==== Text segment

# Full Interior Package



## ThreeSistersPainting (Jan 7, 2017)

Thought I would post some pictures of an interior I wrapped up 2 weeks ago. Sherwin's SuperPaint Satin tinted in Miller's "Popular" on the walls. Southwest Builders Enamel Semi tinted in Miller's "Fondant" for the trim, and Sherwins ProMar Ceiling Paint flat white.

Had about 15 straight days into this one by myself. I picked up the Festool DTS 400 and that saved me about two days in sanding.


----------



## Jmayspaint (Mar 26, 2013)

Sweet. Don’t ya love it when a plan comes together. 


Sent from my iPhone using Tapatalk


----------



## PaPainter724 (Apr 22, 2016)

Nice work. Just out of curiosity why go with pro Mar on the ceilings and not the walls or vice versa with the super paint? Been awhile since I've used SW so just curious about the difference.


----------



## woodcoyote (Dec 30, 2012)

Awesome work! Congrats. 

Did you spray the trim or brush it? Came out good either way.


----------



## ThreeSistersPainting (Jan 7, 2017)

PaPainter724 said:


> Nice work. Just out of curiosity why go with pro Mar on the ceilings and not the walls or vice versa with the super paint? Been awhile since I've used SW so just curious about the difference.


Homeowners were huge sherwin williams fans, and they know there products pretty well so all products were per request. They had tan ceilings and didnt want to pay for superpaint to be put on it, so I just picked up a flat white ceiling paint and thats what the rep referred me too

Trim was sprayed out using my graco 695 with FFLP 412 tip.


----------



## PaPainter724 (Apr 22, 2016)

ThreeSistersPainting said:


> Homeowners were huge sherwin williams fans, and they know there products pretty well so all products were per request. They had tan ceilings and didnt want to pay for superpaint to be put on it, so I just picked up a flat white ceiling paint and thats what the rep referred me too
> 
> Trim was sprayed out using my graco 695 with FFLP 412 tip.

========
==== Provided data

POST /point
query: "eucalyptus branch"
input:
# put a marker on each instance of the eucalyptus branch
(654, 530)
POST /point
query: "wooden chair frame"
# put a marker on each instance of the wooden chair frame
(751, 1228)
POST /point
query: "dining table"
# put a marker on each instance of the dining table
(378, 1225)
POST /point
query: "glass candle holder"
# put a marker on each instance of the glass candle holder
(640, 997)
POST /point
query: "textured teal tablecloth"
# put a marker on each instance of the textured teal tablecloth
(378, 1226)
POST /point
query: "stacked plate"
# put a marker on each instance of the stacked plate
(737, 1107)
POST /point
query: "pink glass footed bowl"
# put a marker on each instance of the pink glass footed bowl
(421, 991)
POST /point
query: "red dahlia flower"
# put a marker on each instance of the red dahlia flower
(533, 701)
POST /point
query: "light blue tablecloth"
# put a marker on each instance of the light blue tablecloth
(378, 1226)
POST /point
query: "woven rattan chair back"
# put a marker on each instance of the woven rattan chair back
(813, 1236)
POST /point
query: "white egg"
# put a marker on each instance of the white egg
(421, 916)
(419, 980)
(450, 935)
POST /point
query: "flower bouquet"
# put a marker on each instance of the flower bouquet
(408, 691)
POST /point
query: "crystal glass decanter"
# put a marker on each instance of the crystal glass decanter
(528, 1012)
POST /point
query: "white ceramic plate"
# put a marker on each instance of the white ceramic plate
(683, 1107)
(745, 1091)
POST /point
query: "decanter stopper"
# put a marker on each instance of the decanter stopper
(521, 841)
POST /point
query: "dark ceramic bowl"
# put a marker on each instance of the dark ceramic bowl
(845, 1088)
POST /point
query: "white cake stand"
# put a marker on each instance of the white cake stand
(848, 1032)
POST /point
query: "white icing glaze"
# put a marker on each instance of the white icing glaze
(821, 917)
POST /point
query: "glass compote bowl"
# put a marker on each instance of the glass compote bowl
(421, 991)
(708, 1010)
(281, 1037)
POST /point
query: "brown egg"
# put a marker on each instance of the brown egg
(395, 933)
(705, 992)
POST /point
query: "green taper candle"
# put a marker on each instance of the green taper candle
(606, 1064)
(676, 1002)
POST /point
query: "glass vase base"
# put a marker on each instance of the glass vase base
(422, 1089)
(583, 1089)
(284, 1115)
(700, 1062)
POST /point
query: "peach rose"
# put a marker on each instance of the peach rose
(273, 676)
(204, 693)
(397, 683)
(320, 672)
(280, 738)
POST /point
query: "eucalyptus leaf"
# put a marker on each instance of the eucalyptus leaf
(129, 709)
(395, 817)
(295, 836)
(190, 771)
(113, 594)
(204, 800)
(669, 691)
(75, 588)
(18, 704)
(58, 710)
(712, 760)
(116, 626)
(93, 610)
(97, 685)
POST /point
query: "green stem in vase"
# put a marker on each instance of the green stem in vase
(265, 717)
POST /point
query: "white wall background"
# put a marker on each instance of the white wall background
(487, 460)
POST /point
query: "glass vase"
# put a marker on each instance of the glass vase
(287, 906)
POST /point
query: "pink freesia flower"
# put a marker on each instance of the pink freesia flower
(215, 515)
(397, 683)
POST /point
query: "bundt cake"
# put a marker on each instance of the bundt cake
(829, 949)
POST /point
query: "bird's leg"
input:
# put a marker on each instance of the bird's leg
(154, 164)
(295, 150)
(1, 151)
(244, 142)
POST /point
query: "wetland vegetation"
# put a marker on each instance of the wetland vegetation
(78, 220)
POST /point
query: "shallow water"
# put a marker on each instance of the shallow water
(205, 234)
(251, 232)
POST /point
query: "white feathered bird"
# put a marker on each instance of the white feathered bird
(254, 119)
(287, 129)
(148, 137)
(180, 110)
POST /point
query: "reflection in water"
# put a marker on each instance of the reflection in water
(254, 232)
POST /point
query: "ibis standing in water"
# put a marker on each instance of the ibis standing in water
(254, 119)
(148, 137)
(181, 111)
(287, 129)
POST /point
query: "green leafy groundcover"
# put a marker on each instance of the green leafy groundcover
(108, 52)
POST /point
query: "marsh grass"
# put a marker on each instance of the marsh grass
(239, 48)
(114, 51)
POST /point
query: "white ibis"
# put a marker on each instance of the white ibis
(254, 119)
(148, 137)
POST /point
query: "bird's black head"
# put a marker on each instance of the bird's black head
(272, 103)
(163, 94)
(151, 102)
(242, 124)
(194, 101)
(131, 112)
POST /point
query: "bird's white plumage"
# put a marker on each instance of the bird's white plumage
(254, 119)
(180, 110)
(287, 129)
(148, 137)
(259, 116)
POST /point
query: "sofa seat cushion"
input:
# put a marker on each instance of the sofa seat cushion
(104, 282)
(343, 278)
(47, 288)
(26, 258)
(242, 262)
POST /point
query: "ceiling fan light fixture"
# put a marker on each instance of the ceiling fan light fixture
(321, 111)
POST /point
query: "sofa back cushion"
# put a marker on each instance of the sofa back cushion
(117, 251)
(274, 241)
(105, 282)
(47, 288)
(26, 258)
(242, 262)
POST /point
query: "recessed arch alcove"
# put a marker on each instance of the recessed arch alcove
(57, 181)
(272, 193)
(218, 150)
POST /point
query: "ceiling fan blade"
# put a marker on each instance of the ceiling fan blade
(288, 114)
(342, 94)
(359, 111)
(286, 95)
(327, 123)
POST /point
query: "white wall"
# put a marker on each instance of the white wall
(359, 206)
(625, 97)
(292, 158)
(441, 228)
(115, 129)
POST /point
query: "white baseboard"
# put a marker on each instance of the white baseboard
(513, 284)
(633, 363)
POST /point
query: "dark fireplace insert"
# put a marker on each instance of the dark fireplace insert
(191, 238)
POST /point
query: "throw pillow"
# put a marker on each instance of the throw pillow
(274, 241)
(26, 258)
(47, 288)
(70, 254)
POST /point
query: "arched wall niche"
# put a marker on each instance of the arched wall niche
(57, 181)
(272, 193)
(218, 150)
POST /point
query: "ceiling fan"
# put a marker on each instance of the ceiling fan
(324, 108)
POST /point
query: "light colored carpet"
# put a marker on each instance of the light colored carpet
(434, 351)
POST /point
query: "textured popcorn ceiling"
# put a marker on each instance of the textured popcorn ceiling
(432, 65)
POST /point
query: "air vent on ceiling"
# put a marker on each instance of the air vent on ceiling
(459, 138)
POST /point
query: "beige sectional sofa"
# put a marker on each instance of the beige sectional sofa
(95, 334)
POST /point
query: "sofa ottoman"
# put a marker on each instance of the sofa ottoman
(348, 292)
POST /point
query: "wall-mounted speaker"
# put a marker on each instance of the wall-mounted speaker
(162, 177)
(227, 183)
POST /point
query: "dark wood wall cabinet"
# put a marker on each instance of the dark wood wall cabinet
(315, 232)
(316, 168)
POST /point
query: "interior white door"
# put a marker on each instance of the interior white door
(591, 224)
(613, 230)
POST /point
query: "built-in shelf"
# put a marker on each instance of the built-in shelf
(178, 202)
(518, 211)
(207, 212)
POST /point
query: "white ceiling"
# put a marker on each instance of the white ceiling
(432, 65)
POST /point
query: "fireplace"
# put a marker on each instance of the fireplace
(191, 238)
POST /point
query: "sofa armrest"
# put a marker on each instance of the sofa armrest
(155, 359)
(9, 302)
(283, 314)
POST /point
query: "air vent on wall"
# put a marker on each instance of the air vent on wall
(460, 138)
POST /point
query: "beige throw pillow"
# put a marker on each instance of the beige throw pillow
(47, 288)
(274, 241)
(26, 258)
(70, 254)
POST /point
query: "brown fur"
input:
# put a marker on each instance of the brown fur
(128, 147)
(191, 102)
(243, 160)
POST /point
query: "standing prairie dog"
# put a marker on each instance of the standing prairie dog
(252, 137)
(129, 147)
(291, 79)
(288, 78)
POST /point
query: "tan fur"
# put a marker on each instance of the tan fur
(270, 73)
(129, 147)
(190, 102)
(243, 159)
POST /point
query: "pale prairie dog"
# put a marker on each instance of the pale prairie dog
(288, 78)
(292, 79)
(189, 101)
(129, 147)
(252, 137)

========

Task requirements
1: According to the interior painting thread, what sprayer and tip were used on the trim?
2: Carry on the interior painting thread from the point at which it ends.

Task-by-task outputs
1: The trim was sprayed with a Graco 695 using an FFLP 412 tip.

2:
Gotcha. I personally hate SW lol. I will use their Promar line from time to time though or Duration. I've become pretty good friends with a few of their reps, and they universally tell me to avoid SuperPaint because it's basically Promar with talc added to give it a heavier body but the dry coverage is no better. It's just a feel that sells people when they feel that it's a heavier body paint. I personally think ProMar is pretty decent paint, as long as you go 200 and not 400.


----------



## ThreeSistersPainting (Jan 7, 2017)

Honestly it comes down to customer satisfaction and if customers expectations were met. They wanted a premium interior satin and for them that was SuperPaint. There will always be a Sherwin Williams following, I mean have you ever talked to a Benjamin Moore Homeowner about other brands?

My go to interior paint is Miller's Premium Satin but I tend to use whatever the customer prefers. Sherwin, Miller, Rodda, Home Depot, Lowes, i've used it all.


----------



## PaPainter724 (Apr 22, 2016)

Lol, I know what you mean. I just tend to avoid Sherwin Williams from personal experience and because nearly every rep I know that's left has never been positive about their products or practices. On the other hand, I know a lot of guys from PPG and Ben Moore who will sing their praises on their death beds.


----------



## The Classic Painter (Oct 7, 2016)

Nice quality job !


----------



## illusionsgame (Aug 1, 2010)

*Giving away my secret*

I just wrote about this on my blog...showing painters and homeowners a great tip for ladder painting: put a screw or nail in the top of your step ladder. It has to have a good anchor, but you will be amazed at the stability of your bucket: even 5-gallon pails are stable. I have not used the little shelf for paint cans since the 80s! My employer in Colorado in the 80s invented this one day when he needed a free hand and he had a wooden stepladder. Awesome.

ps in the 2nd photo, you can see I glued carpet padding to the top of the ladeder. The screws on both sides are just visible: they are anchored with a section of a hockey stick underneath -- years of service!


----------



## dtweaponx (Jul 10, 2018)

Love those hardwood floors.


----------



## ThreeSistersPainting (Jan 7, 2017)

dtweaponx said:


> Love those hardwood floors.


This house was built in 2003 right before the economy crashed, when the builders were mainly building custom homes in Bend. So its cool when you get to work on an actual craftsman home


----------



## deadend (Aug 1, 2013)

...flooring details are very tasteful...what's your process where stained treads meet painted skirting...?...looks like a taped line 1/8" or so onto the tread...seal and paint...?...


----------



## Zoomer (Dec 17, 2011)

Great work.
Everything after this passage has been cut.